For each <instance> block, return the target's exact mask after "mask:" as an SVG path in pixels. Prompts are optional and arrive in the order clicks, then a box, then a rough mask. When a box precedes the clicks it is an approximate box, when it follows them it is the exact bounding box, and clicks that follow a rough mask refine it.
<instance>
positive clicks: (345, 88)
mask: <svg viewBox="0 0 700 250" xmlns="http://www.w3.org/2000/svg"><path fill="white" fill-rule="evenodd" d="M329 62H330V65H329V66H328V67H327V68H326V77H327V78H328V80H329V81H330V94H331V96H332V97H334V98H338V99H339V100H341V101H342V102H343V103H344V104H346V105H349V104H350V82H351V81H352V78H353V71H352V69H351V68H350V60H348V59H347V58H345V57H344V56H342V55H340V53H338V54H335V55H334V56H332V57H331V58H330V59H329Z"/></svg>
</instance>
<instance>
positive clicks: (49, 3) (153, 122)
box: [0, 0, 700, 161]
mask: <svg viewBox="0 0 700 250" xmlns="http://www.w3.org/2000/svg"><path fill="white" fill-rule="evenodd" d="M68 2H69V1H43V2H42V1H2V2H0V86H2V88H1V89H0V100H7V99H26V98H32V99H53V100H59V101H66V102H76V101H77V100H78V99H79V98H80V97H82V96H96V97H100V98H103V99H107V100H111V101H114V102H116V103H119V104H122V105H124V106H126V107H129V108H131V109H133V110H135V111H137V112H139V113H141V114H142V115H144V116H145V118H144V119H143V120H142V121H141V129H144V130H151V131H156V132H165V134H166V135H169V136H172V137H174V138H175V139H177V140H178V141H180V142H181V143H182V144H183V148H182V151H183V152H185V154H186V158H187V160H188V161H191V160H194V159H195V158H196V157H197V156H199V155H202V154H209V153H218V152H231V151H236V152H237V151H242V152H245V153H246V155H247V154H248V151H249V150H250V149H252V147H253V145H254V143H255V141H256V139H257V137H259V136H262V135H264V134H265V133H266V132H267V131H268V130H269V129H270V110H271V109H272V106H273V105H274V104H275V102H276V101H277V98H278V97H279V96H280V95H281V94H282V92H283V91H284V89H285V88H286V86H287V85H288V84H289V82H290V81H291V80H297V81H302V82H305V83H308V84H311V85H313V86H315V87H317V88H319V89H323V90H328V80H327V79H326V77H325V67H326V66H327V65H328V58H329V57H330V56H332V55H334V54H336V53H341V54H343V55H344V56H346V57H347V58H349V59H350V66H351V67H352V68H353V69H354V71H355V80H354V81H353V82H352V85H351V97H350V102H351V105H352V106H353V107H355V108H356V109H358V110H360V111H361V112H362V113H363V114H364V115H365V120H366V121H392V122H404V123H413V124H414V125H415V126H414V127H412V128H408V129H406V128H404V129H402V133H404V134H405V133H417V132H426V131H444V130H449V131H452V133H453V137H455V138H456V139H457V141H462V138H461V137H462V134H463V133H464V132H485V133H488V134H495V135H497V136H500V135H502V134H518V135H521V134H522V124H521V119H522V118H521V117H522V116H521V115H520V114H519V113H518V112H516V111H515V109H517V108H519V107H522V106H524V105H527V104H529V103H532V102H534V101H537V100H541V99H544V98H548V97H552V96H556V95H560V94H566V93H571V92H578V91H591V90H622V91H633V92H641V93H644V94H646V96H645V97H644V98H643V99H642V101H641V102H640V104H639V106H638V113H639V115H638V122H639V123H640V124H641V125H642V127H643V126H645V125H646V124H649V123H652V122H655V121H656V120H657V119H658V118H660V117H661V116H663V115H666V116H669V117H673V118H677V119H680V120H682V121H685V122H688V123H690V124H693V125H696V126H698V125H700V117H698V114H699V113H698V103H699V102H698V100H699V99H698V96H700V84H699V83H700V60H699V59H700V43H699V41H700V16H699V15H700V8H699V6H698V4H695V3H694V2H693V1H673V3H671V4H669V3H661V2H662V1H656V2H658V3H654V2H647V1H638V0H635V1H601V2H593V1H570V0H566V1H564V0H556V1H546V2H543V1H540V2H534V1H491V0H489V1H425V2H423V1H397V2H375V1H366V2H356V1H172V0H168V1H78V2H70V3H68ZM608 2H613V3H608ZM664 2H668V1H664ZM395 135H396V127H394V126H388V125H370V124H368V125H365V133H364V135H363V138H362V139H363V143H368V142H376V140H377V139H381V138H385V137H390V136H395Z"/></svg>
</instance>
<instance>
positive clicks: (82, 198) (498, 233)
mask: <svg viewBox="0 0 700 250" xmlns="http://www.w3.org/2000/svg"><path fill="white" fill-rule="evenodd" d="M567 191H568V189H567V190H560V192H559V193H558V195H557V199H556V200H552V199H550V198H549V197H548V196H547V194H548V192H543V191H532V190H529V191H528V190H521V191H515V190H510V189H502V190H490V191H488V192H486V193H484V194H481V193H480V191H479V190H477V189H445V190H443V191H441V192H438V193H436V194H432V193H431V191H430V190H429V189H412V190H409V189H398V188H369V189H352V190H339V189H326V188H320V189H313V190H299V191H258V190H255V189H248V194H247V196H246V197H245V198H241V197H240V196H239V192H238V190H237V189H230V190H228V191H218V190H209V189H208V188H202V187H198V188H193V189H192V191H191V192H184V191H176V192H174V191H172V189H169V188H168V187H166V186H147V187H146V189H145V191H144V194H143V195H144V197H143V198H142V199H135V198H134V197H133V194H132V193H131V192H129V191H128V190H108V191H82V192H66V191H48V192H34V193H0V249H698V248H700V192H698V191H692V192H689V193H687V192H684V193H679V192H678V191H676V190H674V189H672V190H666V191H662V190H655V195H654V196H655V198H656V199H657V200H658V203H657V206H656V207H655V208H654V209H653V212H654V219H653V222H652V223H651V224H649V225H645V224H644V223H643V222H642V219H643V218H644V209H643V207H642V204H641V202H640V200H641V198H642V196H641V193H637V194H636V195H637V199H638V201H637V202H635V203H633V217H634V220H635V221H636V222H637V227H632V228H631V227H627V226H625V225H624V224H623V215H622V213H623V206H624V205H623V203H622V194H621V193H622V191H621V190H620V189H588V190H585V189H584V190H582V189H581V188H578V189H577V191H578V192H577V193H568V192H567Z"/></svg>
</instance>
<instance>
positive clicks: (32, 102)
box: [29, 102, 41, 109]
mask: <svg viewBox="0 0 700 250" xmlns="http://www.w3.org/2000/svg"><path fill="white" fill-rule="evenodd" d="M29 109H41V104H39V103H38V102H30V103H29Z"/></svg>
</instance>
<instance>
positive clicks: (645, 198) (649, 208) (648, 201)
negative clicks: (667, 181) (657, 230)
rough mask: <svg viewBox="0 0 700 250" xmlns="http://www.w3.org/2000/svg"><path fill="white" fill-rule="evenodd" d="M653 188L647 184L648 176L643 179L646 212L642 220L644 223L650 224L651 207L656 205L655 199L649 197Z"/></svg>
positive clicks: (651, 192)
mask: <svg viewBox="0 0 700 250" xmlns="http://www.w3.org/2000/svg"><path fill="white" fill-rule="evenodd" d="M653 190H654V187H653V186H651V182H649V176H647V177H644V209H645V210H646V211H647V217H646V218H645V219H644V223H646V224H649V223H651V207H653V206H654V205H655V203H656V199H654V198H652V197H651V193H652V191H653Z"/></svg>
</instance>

•••••

• **YOUR INSTRUCTIONS**
Nothing but the lines from the one with "positive clicks: (645, 198)" through the last line of the entries should be repeated, and those exactly.

• **TASK SOLUTION**
positive clicks: (645, 198) (649, 208) (648, 201)
negative clicks: (667, 181) (657, 230)
rough mask: <svg viewBox="0 0 700 250" xmlns="http://www.w3.org/2000/svg"><path fill="white" fill-rule="evenodd" d="M653 188L647 184L648 176L643 179L646 212L642 220L644 223L650 224L651 207L656 205L655 199L649 197Z"/></svg>
positive clicks: (651, 192)
mask: <svg viewBox="0 0 700 250" xmlns="http://www.w3.org/2000/svg"><path fill="white" fill-rule="evenodd" d="M653 190H654V187H653V186H651V182H649V176H647V177H644V209H645V210H646V211H647V217H646V218H645V219H644V223H646V224H649V223H651V207H653V206H654V205H655V203H656V199H654V198H652V197H651V193H652V191H653Z"/></svg>
</instance>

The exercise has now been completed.